Was the Meridian Coffee House haunted? – Alton Telegraph

Halloween is just around the corner and a pre-read book that recently arrived at my shop neatly complements this season. “Ghost Stories of Illinois” by Jo-Anne Christensen, published in 2000 by Lone Pine, sold promptly — but not before I had a chance to skim through it.
Yes, the Riverbend is represented in this volume. Readers will learn all about Harriet Haskell, principal of Monticello Seminary, who allegedly haunts Lewis and Clark Community College, which now occupies the site of old Monticello. There is also a chapter titled “The Meridian Coffee House,” which was located at 10 East Broadway — just next door to the current location of my book shop!
When the Meridian opened in 1998, The Second Reading was still in the Mineral Springs Mall at 301 E. Broadway. Nonetheless, I patronized the place on a regular base. Coffee houses attract writers and poets much like milkweed attracts monarch butterflies.
The Meridian’s second floor had small rooms with tables and chairs that were ideal for meetings of the long-defunct Metro East Writers’ Workshop that I coordinated at the time. We critiqued each other’s manuscripts before submitting them for publication. Members of the workshop agreed that one proofreads better while imbibing caffeinated drinks such as cappuccinos and mochas.

_PROBLEMS AND TASKS:_
a – Answer these questions from the Meridian Coffee House column:
(i) Who wrote "Ghost Stories of Illinois," and which company published it?
(ii) At what address was the Meridian Coffee House located?
(iii) What did members of the Metro East Writers' Workshop do at their meetings in the Meridian's second-floor rooms?
b – Write a continuation of the Meridian Coffee House column, beginning after its final sentence.
The entries are separate material, unrelated to the Meridian Coffee House column.

_DATASET ENTRIES:_
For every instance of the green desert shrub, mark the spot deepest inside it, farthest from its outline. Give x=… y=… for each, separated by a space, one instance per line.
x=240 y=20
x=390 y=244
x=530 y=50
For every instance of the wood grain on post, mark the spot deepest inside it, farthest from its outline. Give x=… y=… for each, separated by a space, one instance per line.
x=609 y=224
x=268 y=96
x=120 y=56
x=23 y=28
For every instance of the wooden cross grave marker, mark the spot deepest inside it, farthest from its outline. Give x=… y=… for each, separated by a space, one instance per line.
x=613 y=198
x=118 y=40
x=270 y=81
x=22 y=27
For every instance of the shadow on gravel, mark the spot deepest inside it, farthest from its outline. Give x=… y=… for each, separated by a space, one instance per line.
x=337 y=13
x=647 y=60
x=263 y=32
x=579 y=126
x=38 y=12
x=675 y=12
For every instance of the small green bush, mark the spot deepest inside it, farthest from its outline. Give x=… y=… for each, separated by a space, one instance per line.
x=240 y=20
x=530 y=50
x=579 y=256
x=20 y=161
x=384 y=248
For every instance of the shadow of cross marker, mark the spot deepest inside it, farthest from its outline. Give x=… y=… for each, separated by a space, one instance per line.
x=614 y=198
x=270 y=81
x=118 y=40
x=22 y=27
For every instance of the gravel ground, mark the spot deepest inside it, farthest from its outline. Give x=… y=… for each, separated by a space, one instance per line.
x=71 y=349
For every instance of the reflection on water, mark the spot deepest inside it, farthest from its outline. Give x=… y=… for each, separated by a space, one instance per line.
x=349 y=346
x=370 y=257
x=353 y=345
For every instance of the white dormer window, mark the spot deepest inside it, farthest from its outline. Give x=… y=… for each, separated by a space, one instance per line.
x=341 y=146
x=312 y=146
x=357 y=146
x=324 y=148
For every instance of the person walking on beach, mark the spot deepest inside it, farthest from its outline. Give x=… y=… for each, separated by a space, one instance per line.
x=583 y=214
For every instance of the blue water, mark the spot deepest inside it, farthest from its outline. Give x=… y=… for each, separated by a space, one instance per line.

_OUTPUTS FOR THE TASKS:_
a –
(i) Jo-Anne Christensen wrote it, and Lone Pine published it.
(ii) 10 East Broadway.
(iii) They critiqued each other's manuscripts before submitting them for publication.

b –
I also recall staking out a room just for myself when I wanted to get some writing done. Lacking a laptop, I scribbled words on a notebook that I later keyboarded into the DOS dinosaur that I was then using at home. Some of my best articles, columns and poetry owe their genesis to the Meridian.
The owners, Brenda French and Scott Baalman, closed the Meridian at midnight and had a unique way of letting patrons know it was time to drain their drinks and leave. They played the song “Closing Time” by Semisonic. Live bands occasionally performed, including the Wise Guys that consisted of college students who played jazz on Sunday evenings.
The Meridian was supposedly haunted. “Ghost Stories of Illinois” states that on “The day before the renovated coffee house was to open,” Brenda saw “a male figure in a striped shirt sitting in one of the small, second floor rooms. The apparition lasted for only a moment before vanishing.”
Christensen wrote that after the Meridian opened for business, “the spirit continued to make its presence felt in a number of ways to staff and customers alike.” She cited an incident when the business’ security camera caught this ghost, again wearing a striped shirt, entering the establishment. “She heard footsteps on the stairs outside the office door.” The Meridian was closed at the time, so she went looking for the intruder to tell him that he would have to leave. Brenda found no one in the building, however. The intruder had been the ghost.
The author quotes a conversation that Scott had with writer and paranormal investigator Troy Taylor. “We knew that something was here and we didn’t want to just boot it out,” Scott told Troy. “We told the ghost that we didn’t want to get rid of it, we just asked that it try not to scare anybody or hurt anybody. As long as it was okay with that, it could stay.”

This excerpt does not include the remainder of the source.